> _EXERCISE INSTRUCTIONS_
Begin at the line with "In this exercise you will annotate each instance of the human" and write out every line after it, exactly, through the last line below, adding nothing.

> _INPUT DATA_
......

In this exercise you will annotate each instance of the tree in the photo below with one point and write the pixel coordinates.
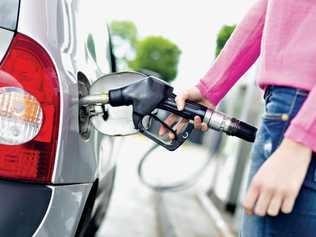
(126, 30)
(223, 36)
(157, 54)
(124, 37)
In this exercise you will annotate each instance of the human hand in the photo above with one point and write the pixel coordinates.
(192, 94)
(277, 183)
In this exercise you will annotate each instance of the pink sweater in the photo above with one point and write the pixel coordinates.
(283, 34)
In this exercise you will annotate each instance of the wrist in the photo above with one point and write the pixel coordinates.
(296, 147)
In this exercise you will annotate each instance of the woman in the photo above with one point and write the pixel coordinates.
(281, 197)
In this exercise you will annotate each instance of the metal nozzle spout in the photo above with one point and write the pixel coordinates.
(95, 99)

......

> _ANSWER TO THE PROBLEM_
In this exercise you will annotate each instance of the human hand in the photo above with one point and write the pixel coordinates.
(192, 94)
(277, 183)
In this exercise you will annotate each instance of the pink sweater in the photo above with one point and write the pixel coordinates.
(283, 34)
In this exercise you will annotate each instance of the wrist in the photo above with one point and write the pixel coordinates.
(296, 147)
In this exercise you will annotate each instance of the woman in the photo above with one point and write the pixel coordinates.
(281, 197)
In this exercise you will annotate each instance of the metal nozzle spout in the photo above with one point and write the pixel coordinates.
(95, 99)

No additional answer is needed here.